───── TASK INPUT

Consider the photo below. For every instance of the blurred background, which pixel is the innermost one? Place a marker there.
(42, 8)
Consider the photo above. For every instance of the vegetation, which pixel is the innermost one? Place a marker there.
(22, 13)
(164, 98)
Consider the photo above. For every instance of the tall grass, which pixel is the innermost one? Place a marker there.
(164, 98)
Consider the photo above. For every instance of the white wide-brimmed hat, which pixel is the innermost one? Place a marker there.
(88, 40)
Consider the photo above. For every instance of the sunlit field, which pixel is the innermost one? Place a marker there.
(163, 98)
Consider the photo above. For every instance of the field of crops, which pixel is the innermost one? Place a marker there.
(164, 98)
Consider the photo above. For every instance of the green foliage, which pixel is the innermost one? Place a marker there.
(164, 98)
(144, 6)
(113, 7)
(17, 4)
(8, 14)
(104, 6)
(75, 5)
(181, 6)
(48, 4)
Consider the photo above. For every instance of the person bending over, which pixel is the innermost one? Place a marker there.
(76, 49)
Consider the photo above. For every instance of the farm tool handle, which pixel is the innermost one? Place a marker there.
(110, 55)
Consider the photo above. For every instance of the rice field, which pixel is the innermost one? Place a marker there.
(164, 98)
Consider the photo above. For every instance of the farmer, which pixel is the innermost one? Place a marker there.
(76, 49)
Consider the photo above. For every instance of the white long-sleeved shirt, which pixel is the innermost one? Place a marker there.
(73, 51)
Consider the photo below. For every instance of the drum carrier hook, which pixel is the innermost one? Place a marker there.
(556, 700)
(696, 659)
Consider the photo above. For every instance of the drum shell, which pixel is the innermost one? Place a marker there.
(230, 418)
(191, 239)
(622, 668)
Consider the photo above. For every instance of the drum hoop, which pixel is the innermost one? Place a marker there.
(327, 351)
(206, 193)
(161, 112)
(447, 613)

──────────
───── TASK INPUT

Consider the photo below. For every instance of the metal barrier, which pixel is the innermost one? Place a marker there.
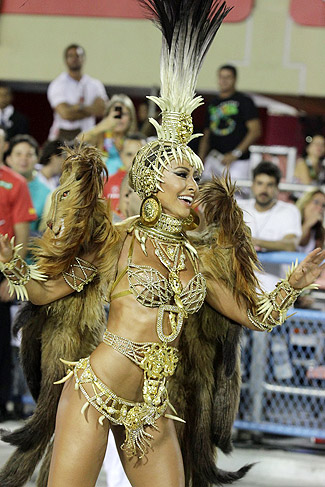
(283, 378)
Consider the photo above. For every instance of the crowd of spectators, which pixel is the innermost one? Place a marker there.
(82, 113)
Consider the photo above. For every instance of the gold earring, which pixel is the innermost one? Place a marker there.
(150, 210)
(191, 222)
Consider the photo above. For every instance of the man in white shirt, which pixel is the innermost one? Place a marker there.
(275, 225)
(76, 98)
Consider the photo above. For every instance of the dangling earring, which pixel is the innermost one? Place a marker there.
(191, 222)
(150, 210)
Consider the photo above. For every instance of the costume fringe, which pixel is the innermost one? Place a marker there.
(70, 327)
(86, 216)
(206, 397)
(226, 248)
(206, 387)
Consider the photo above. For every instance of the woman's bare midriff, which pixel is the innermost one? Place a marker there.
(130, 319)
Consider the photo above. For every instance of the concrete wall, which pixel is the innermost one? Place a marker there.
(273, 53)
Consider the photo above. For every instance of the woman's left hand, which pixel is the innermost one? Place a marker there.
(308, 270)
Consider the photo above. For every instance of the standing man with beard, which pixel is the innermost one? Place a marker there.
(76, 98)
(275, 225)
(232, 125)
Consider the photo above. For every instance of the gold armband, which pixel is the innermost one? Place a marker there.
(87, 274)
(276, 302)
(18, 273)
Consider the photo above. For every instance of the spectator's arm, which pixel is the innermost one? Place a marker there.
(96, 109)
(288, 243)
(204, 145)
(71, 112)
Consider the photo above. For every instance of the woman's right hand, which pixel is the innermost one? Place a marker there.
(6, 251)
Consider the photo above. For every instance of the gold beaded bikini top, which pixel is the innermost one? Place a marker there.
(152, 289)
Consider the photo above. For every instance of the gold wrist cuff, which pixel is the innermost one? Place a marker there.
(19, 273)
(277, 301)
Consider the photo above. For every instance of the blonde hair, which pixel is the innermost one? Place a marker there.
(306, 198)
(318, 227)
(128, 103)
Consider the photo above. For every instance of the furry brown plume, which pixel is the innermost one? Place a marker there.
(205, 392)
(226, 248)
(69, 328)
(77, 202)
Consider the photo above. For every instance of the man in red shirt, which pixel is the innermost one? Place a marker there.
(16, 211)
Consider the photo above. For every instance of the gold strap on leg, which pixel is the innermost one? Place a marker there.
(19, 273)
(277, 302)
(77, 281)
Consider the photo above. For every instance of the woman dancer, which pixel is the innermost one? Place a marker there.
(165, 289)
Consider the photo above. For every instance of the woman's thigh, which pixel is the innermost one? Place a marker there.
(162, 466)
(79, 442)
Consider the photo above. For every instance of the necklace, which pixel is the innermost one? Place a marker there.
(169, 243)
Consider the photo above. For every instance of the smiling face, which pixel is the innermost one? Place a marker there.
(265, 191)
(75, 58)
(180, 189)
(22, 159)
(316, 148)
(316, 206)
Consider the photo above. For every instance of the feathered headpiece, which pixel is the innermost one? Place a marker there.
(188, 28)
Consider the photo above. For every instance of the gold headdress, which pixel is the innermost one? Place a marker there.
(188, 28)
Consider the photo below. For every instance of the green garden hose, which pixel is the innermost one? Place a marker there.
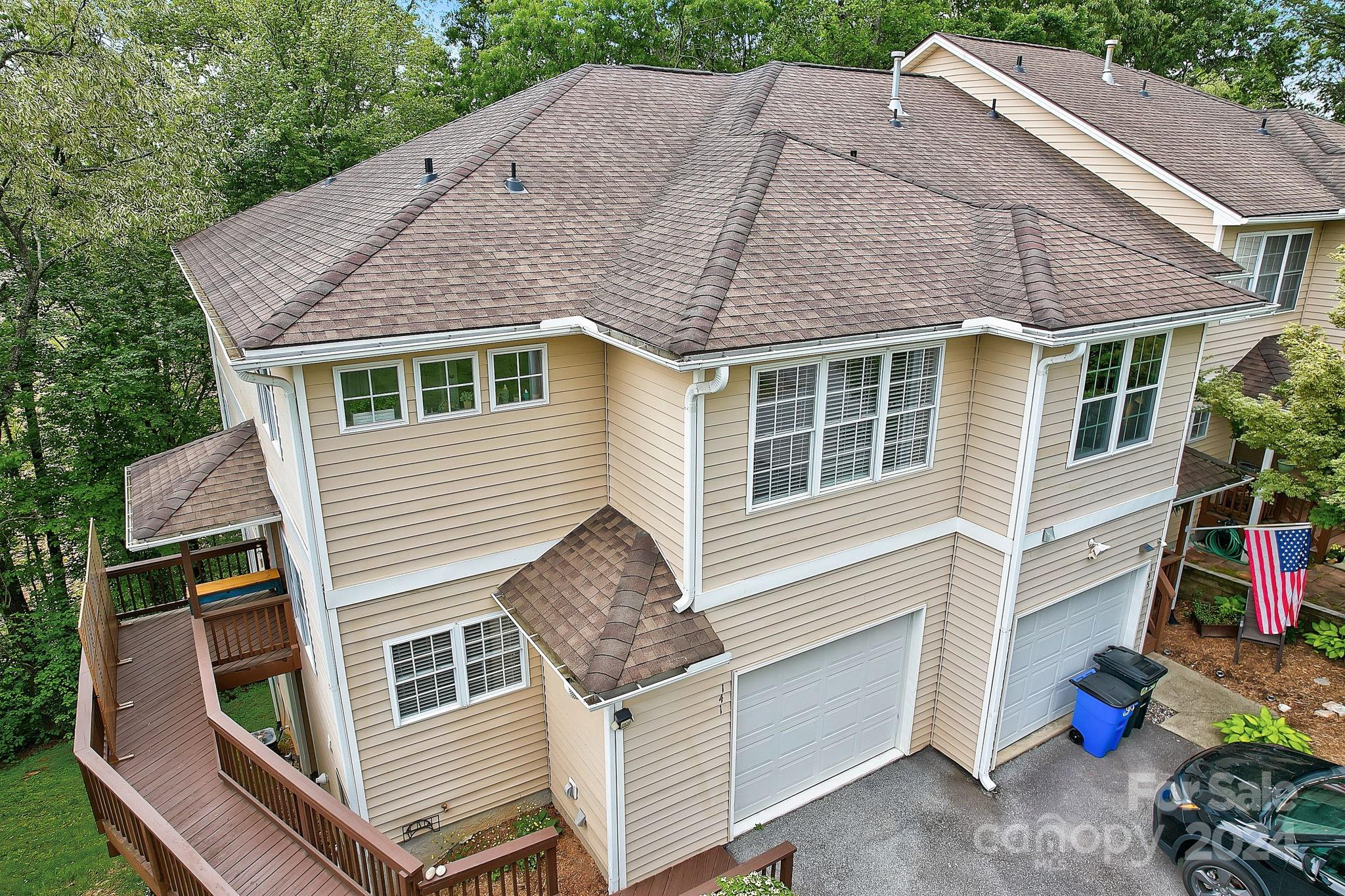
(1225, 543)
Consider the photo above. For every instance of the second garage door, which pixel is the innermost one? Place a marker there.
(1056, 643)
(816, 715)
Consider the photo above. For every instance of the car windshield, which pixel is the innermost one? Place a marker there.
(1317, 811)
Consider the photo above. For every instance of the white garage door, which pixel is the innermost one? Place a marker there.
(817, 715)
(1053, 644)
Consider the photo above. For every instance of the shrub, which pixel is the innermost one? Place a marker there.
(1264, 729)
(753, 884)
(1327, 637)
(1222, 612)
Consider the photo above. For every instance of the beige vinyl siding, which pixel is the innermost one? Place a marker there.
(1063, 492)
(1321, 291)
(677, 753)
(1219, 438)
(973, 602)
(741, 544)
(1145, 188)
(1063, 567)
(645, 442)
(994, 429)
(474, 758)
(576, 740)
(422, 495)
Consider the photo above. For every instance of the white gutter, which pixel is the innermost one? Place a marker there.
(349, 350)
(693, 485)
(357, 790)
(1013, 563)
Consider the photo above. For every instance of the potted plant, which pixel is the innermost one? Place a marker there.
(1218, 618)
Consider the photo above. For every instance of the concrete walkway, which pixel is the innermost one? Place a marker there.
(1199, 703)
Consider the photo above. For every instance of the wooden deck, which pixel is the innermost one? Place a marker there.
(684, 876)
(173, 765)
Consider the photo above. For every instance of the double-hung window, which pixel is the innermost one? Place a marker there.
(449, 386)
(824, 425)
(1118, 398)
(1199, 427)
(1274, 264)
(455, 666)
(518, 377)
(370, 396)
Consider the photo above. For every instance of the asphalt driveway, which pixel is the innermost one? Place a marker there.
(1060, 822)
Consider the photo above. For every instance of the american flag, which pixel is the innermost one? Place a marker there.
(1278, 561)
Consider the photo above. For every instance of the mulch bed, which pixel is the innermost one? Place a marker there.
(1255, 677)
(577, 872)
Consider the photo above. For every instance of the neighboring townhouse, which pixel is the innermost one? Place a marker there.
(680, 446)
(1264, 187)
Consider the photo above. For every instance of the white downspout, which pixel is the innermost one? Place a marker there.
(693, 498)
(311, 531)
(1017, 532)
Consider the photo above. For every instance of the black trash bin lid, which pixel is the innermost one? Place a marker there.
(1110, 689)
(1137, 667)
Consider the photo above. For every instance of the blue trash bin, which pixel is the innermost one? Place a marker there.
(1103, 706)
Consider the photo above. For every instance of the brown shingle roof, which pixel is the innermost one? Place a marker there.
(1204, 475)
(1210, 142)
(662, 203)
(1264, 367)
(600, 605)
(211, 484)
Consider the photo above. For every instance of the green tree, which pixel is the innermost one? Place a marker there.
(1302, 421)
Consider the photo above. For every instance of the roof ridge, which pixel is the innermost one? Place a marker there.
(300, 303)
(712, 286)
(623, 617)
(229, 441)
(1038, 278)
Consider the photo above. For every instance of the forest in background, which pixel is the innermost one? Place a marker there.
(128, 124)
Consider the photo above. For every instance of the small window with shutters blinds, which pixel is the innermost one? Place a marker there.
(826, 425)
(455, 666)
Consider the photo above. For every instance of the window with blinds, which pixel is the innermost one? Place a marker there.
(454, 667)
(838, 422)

──────────

* [YOUR TASK]
Rescale the lines running from the line with "white downspout, which" up to and including the line with "(1103, 706)" by rewriting each of them, requests included, with every coordinate in the answers multiplied by 1.45 and rounded to a whole number, halves rounded up. Give only those lines.

* [REPLY TO THE TASK]
Consider the photo above. For every instance of the white downspout, which pixel is the innermost one? Place a marker there.
(1005, 722)
(451, 770)
(1475, 771)
Consider the photo above. For every instance of the black trash bin lid, which pixel is the innermost one? Place a marker there.
(1610, 999)
(1649, 967)
Consider the photo above. For every instance of the blue trash bin, which pixel is the innermost one? Place a marker there.
(1599, 1024)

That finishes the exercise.